• [To do]: Line by line, repeat the material below exactly and leave the images out.

____ Data records

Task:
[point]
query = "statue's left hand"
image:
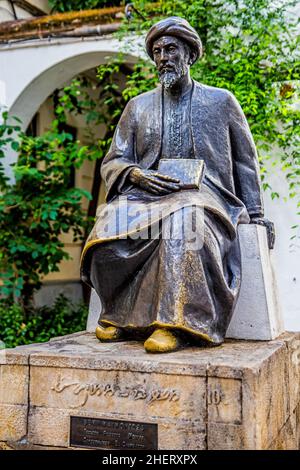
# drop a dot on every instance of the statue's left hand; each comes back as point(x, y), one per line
point(269, 226)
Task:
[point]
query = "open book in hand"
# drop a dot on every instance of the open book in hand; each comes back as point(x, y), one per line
point(190, 172)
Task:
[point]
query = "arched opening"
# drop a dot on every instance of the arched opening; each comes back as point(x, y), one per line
point(33, 99)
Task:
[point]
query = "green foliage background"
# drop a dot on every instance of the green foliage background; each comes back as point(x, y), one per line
point(77, 5)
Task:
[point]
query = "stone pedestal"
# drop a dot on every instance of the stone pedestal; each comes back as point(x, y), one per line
point(241, 395)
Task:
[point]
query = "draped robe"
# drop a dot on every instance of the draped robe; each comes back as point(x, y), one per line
point(147, 281)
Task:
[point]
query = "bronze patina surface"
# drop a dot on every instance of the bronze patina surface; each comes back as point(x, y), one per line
point(149, 284)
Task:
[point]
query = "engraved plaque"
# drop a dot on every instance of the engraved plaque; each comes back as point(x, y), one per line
point(112, 434)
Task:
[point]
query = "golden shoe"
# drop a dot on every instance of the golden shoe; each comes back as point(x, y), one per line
point(109, 333)
point(162, 341)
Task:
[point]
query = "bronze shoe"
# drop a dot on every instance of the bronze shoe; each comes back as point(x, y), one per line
point(109, 333)
point(162, 341)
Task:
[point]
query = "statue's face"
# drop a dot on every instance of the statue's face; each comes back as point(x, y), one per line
point(171, 57)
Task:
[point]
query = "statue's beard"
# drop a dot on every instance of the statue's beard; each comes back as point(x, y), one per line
point(169, 78)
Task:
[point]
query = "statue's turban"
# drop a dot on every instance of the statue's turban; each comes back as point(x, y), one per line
point(178, 27)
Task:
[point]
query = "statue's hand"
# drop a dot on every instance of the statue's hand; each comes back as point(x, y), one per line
point(269, 226)
point(154, 182)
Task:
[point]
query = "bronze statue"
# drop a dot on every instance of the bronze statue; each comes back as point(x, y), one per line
point(157, 288)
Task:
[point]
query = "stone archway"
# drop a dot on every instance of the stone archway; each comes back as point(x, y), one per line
point(32, 71)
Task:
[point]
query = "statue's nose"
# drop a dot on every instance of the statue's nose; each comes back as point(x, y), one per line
point(163, 56)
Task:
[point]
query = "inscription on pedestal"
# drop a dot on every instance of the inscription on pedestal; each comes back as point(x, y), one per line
point(112, 434)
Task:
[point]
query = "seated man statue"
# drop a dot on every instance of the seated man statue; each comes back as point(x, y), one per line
point(157, 288)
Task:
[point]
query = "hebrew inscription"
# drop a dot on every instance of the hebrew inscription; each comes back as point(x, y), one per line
point(86, 390)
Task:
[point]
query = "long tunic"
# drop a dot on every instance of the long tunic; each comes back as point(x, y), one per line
point(165, 281)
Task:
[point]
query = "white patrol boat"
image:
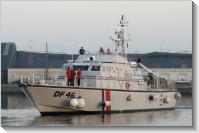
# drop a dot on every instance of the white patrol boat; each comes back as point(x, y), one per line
point(109, 83)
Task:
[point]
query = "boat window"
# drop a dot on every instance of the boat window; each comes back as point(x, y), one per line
point(95, 68)
point(84, 68)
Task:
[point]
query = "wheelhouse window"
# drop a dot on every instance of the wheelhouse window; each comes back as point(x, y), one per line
point(95, 68)
point(82, 67)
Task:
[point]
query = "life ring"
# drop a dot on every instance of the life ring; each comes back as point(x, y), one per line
point(128, 85)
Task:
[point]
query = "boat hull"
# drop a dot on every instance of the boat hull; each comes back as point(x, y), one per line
point(55, 100)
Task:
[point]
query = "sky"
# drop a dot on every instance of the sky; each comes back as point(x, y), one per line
point(164, 26)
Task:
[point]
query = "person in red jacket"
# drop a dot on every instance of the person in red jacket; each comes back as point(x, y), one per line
point(79, 76)
point(72, 73)
point(69, 76)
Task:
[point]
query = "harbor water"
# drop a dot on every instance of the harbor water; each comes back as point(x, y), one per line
point(20, 112)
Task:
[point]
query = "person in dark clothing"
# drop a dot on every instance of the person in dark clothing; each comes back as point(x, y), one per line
point(82, 50)
point(79, 76)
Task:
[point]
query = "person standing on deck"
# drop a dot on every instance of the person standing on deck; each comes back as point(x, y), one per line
point(69, 76)
point(79, 76)
point(72, 72)
point(108, 52)
point(82, 50)
point(101, 51)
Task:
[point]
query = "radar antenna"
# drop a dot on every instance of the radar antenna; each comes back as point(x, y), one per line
point(119, 39)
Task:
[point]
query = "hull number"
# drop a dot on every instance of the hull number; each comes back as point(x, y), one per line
point(63, 93)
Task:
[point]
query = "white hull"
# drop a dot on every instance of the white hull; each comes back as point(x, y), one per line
point(56, 100)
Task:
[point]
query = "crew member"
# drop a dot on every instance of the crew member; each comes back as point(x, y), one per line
point(79, 76)
point(69, 76)
point(82, 50)
point(108, 52)
point(101, 51)
point(72, 72)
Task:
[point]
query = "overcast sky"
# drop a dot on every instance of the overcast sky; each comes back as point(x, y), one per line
point(66, 25)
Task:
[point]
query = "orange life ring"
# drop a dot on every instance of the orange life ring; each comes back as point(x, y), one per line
point(128, 85)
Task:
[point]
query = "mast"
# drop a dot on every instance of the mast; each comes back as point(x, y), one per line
point(120, 37)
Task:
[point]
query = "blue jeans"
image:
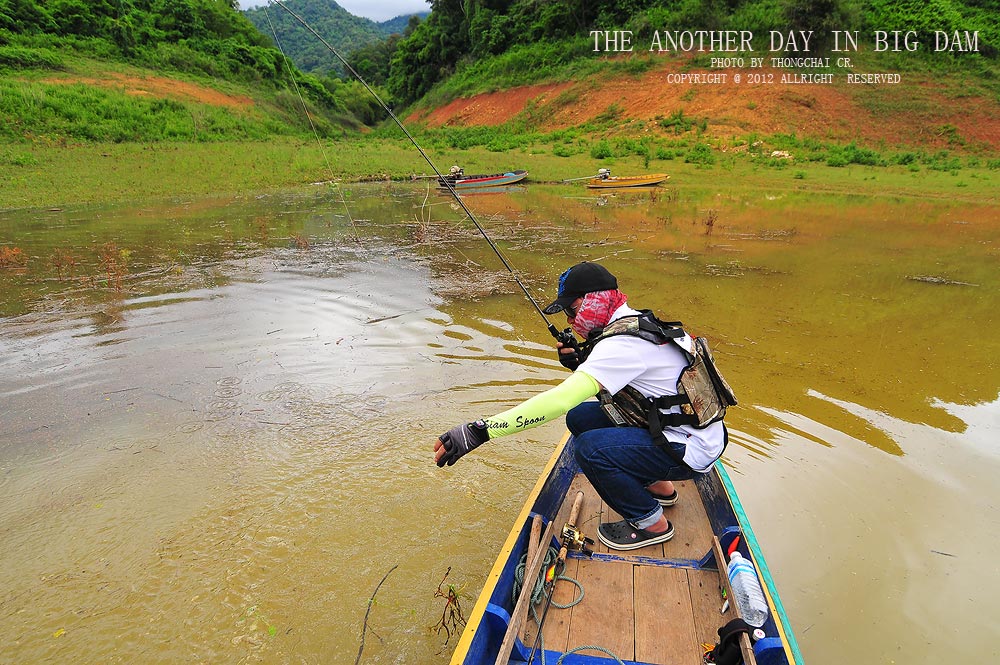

________

• [Solution to this task]:
Task:
[point]
query = "statue's left hand"
image:
# drop a dot on every instance of the statue's left hand; each comes back as point(x, y), one per line
point(269, 226)
Task:
[point]
query = "open book in hand"
# drop a dot on every instance of the open book in hand; each comes back as point(x, y), one per line
point(190, 172)
Task:
[point]
query = "arched opening"
# drop a dot on every instance of the arched opening; each comes back as point(x, y), one per line
point(33, 99)
Task:
[point]
query = "green foliage background"
# drop a dot on every instance of the green foliage background; each comes back as point(x, y), one per line
point(77, 5)
Task:
[point]
query = "stone pedestal"
# drop a dot on every instance of the stone pedestal; each comes back as point(x, y), one per line
point(241, 395)
Task:
[point]
query = "draped robe"
# drop a dot on every instance of the draped robe; each comes back as point(x, y), one per line
point(147, 281)
Task:
[point]
query = "bronze patina surface"
# drop a dot on every instance of the bronze patina surface; each comes back as point(x, y), one per line
point(149, 284)
Task:
[point]
query = "engraved plaque"
# drop a dot on every instance of the engraved plaque; each comes back as point(x, y), one per line
point(112, 434)
Task:
[point]
query = "golden shoe"
# drop a dot on every instance of the golden shoe; each comes back as point(x, y), one per line
point(109, 333)
point(162, 341)
Task:
[point]
query = "bronze shoe"
# drop a dot on every instance of the bronze shoe; each comes back as point(x, y), one per line
point(109, 333)
point(162, 341)
Task:
[point]
query = "statue's face"
# drop a dot on every instance of the statue's face; each comes back as point(x, y), one per line
point(171, 57)
Task:
[point]
query = "statue's beard"
# drop a dot on every instance of the statue's beard; each comes back as point(x, y), one per line
point(169, 78)
Task:
[point]
query = "statue's turban"
# drop a dot on every instance of the statue's turban; each comes back as point(x, y), one per line
point(178, 27)
Task:
[point]
query = "statue's hand"
# drop a dot on every instance of the statue's hand; each comes back as point(x, y), one per line
point(269, 226)
point(154, 182)
Task:
[point]
query = "bronze statue"
# drop a dot on every instance of the bronze statue; each comes back as point(x, y), one per line
point(157, 288)
Task:
[point]
query = "stone archway"
# drop a dot on every instance of the stone archway; each comes back as point(x, y), one per line
point(32, 71)
Task:
[point]
query = "statue's nose"
# drop a dot on every instance of the statue's nose; each comes back as point(x, y), one per line
point(163, 56)
Task:
[point]
query = "inscription on pedestal"
# drop a dot on every instance of the inscription on pedestal; each comes back as point(x, y), one per line
point(112, 434)
Task:
[point]
query = "seated man statue"
# drop a dot on every instance of the seated man statue; each comes back as point(x, y), one per line
point(157, 288)
Task:
[point]
query = "hebrew inscription"
# drop a dot on every instance of the hebrew inscription; each comes back as point(x, y), one per line
point(86, 390)
Task:
[point]
query = "long tunic"
# drop a dot on every instance of the long tunic; each comes back as point(x, y), one per line
point(165, 281)
Task:
[point]
query = "white patrol boat"
image:
# drop a dot on every instance of the white patrol boat; each comes back as point(x, y), one per line
point(109, 83)
Task:
[point]
query = "boat window"
# drop a dot on every instance of the boat window; each comes back as point(x, y), one per line
point(95, 68)
point(84, 68)
Task:
[point]
query = "wheelhouse window"
# drop a dot on every instance of the wheelhouse window; each comes back as point(x, y), one per line
point(95, 68)
point(82, 67)
Task:
[point]
query = "life ring"
# drop a dot on every instance of the life ring; each comes back as point(x, y), one per line
point(128, 85)
Task:
[point]
query = "boat hull"
# drop a dot on every instance of the boat hull; each comes back as point(x, y), one per line
point(55, 100)
Task:
[point]
query = "sky"
# drop a dot on every instance of the sky; each comes back as point(x, y), one per line
point(164, 26)
Task:
[point]
query = "person in red jacket"
# drop a dot on every instance of the person in red jacket; each comes back as point(x, y), one per line
point(79, 76)
point(72, 73)
point(69, 76)
Task:
[point]
query = "harbor water"
# drop a dot on every instance of the harbor water; each comes back as point(x, y), one per line
point(20, 112)
Task:
[point]
query = "person in dark clothing"
# drop a dot on every instance of the person in dark clothing; each comes back as point(x, y), one per line
point(82, 50)
point(79, 76)
Task:
[point]
query = "person standing on deck"
# drop a dot on every instance of the person standing on deck; each comes back as point(x, y), one per line
point(69, 76)
point(79, 76)
point(72, 72)
point(108, 52)
point(82, 50)
point(101, 51)
Task:
[point]
query = "radar antenna"
# drop a dot on every instance of the radar antenna; each comes back as point(x, y), one per line
point(119, 39)
Task:
[point]
query = "hull number"
# drop a dot on every instance of the hull number; each comes back as point(x, y), one per line
point(63, 93)
Task:
[point]
query = "white hull"
# drop a dot on every instance of the white hull; each comes back as point(x, y), one per line
point(56, 100)
Task:
[point]
query = "crew member"
# drop a dot on every instance of the crew member; each comes back as point(x, y), one per line
point(79, 76)
point(69, 76)
point(82, 50)
point(108, 52)
point(101, 51)
point(72, 72)
Task:
[point]
query = "overcast sky"
# drop a dot on every instance of the overcast sky; each comes back as point(x, y), one per line
point(66, 25)
Task:
[point]
query = "orange life ring"
# drop a dot on every instance of the orange life ring; each comes back as point(x, y), one per line
point(128, 85)
Task:
[point]
query = "mast"
# drop a dot on every instance of the mast; each comes back as point(x, y), one per line
point(120, 37)
Task:
[point]
query = "blue jeans"
image:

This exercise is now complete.